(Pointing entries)
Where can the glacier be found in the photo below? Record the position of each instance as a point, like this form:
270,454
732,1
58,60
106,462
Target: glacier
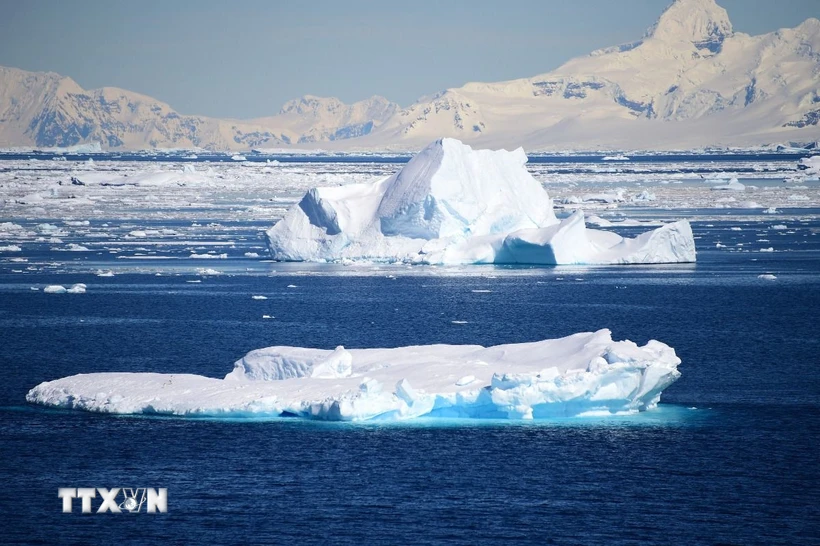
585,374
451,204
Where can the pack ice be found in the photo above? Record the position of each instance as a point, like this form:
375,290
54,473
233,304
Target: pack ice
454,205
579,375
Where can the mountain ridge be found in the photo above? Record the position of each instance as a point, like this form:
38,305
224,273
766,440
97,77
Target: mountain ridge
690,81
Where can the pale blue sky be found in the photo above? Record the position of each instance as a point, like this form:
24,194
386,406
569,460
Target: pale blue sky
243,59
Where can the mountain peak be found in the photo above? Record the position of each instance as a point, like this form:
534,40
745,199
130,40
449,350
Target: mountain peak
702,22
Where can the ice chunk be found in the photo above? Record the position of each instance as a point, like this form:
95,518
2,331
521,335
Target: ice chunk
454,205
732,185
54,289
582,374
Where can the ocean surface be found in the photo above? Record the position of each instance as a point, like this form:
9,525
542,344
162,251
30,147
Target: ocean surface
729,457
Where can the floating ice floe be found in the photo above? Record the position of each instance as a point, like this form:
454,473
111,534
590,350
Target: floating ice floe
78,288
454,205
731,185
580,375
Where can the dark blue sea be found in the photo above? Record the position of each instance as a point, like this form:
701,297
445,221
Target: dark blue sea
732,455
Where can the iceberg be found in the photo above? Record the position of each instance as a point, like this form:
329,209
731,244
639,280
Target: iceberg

REQUIREMENTS → Copy out the entries word for word, beginning with the line containing "Where can the floating" and continuing through the final line of the entries.

SOLUTION TO THIS TASK →
Where can the floating ice floe be found in the photo above? Record the position of each instance as a point, like this form:
454,473
111,534
590,350
Target: floating ice floe
78,288
454,205
731,185
580,375
Where can the dark blue sea be found in the photo above? Record the position of each instance as a point, like this form:
701,297
445,221
Target: dark blue sea
732,455
Where can the iceberg be found in the photo above? Record the position of each instance as a point, like this form:
329,209
731,244
639,280
Target: iceberg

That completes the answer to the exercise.